The records below must be duplicated exactly, character for character.

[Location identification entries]
━━━━━━━━━━━━━━━━━━━━━━━━━━━━━━
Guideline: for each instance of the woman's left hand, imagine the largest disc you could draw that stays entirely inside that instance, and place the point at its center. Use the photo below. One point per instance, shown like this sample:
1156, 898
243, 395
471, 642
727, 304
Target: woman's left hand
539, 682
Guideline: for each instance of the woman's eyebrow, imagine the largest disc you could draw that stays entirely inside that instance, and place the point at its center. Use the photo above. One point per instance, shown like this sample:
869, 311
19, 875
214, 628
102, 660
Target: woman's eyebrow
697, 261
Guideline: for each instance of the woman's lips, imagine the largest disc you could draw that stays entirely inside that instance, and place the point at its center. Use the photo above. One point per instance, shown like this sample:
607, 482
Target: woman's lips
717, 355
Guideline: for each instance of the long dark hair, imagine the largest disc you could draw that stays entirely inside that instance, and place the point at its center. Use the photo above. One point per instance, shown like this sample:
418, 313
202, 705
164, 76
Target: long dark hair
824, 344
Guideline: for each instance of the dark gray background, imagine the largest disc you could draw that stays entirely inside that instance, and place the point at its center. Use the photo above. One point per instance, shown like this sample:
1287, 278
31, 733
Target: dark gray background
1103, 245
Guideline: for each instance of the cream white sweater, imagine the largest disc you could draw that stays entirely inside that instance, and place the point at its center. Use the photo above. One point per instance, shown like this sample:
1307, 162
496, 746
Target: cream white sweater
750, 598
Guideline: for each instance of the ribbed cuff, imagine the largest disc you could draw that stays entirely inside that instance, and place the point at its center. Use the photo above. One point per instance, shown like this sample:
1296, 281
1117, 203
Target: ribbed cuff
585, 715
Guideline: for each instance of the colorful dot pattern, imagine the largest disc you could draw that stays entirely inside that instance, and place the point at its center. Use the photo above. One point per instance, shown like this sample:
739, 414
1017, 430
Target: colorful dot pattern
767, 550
━━━━━━━━━━━━━━━━━━━━━━━━━━━━━━
Output of the exercise »
Guideline: for each instance of the woman's left hand, imagine the largest disc you could draw that stays entirely inside that instance, and place the point at its center. Use the photo below. One point per instance, shown like this sample:
1156, 898
243, 395
471, 642
727, 304
Target: woman's left hand
539, 682
Guideline: for each instance of the woman's eyebrow, imagine the largest disc you could draw that stays entirely inside that instance, and place the point at its center. Use the photo above. One point per instance, shown like this sample:
869, 311
19, 875
214, 628
102, 660
Target: woman's eyebrow
697, 261
Guideline: for each instance of the woman's lips, imagine the largest disc you could draw that stays entirely inside that instance, and place the point at its center. Use the photo above. One point per instance, shown like this sample:
607, 482
Target: woman's lips
717, 355
Guideline: for each instance of the long dark hair, imagine the largest disc you could draw that stays entirely inside that instance, and place the point at its center. Use the photo above. One point per instance, shown like this sample:
418, 313
202, 705
164, 76
Target: long dark hair
824, 344
Guideline: for each instance of the dark gray background, imagine the largest disc you could draw that stays entirely inside that instance, and place the point at its center. Use the photo above. One point per instance, shown like this sample:
1287, 278
31, 733
Target: dark gray background
1103, 245
Guideline: for each instance of the cream white sweater, imagine the largest disc you could draw that stays entirely inside that instance, and place the point at its center. Use the photo above. One point per instance, shown like this sample:
1307, 162
496, 746
Target: cream white sweater
750, 598
Guideline: for each instance of the ribbed cuff, imagine the largest disc you could draw that stays entirely inside that instance, and place the point at its center. Use the photo above. One point per instance, shown like this sample:
1296, 281
1117, 203
Target: ribbed cuff
585, 715
Guideline: for each instance of the colorful dot pattern, imagine the largest disc you could draw that stays entirely inside that instance, and place the point at its center. Use the photo above. One point per instance, shown like this sample:
739, 414
1017, 430
Target: colorful dot pattern
767, 550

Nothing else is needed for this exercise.